■ Problem statement:
Look for the word "lamp" in the entries below, then copy every line that has it.

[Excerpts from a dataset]

───

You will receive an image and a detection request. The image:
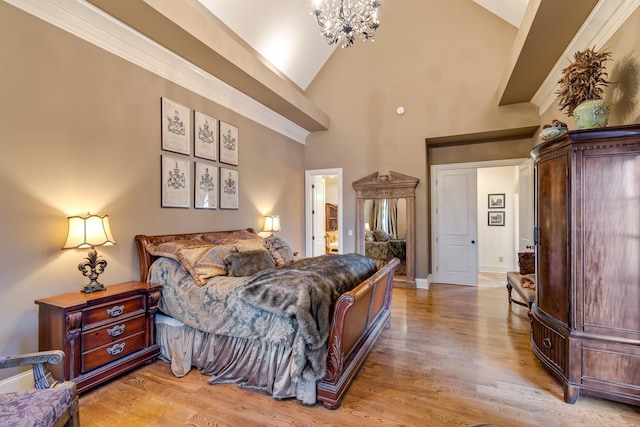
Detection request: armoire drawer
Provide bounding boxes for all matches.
[531,316,565,373]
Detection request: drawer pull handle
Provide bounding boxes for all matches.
[106,305,125,317]
[543,338,552,349]
[107,324,125,337]
[107,343,125,356]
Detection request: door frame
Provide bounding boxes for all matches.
[430,158,527,284]
[305,168,343,257]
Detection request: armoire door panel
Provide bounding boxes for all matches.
[536,154,569,324]
[582,152,640,333]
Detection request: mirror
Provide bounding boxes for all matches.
[364,198,407,276]
[353,171,419,287]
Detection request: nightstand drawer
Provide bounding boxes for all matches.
[82,314,146,351]
[83,295,145,329]
[82,332,145,373]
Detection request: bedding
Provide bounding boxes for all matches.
[136,228,399,409]
[148,251,377,404]
[365,235,406,274]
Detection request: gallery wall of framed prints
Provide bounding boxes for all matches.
[487,193,505,226]
[159,97,239,210]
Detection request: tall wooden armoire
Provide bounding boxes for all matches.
[530,124,640,406]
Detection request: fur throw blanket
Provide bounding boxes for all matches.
[236,254,377,380]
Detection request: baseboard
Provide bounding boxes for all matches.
[480,266,513,274]
[0,370,34,394]
[416,276,430,289]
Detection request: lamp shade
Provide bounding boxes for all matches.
[262,215,281,233]
[63,214,116,249]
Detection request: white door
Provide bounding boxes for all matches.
[518,159,534,252]
[312,176,326,256]
[305,169,343,258]
[435,168,478,285]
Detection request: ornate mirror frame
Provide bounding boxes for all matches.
[353,171,419,287]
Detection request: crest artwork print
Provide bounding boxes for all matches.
[162,155,190,208]
[194,111,217,161]
[220,167,239,209]
[195,162,217,209]
[219,121,239,166]
[161,98,190,155]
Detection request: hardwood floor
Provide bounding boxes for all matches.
[79,284,640,427]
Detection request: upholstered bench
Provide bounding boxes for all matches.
[506,271,535,310]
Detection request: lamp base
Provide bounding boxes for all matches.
[82,280,105,294]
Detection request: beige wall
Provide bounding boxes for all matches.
[539,7,640,128]
[304,0,539,279]
[0,3,304,374]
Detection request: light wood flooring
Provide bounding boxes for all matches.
[79,283,640,427]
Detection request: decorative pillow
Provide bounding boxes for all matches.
[224,249,275,277]
[365,230,375,242]
[176,245,237,285]
[200,230,259,245]
[373,230,392,241]
[264,236,295,266]
[145,239,210,261]
[234,238,266,252]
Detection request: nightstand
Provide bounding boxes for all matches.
[35,281,161,393]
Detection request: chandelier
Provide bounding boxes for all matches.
[312,0,381,48]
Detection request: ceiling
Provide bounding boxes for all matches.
[26,0,625,141]
[197,0,531,90]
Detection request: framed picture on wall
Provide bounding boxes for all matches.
[488,211,505,226]
[219,121,239,166]
[220,167,239,209]
[194,111,217,161]
[161,155,190,208]
[194,162,217,209]
[488,193,505,209]
[161,97,190,155]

───

■ Response box:
Detection request: lamp shade
Detection request: lamp base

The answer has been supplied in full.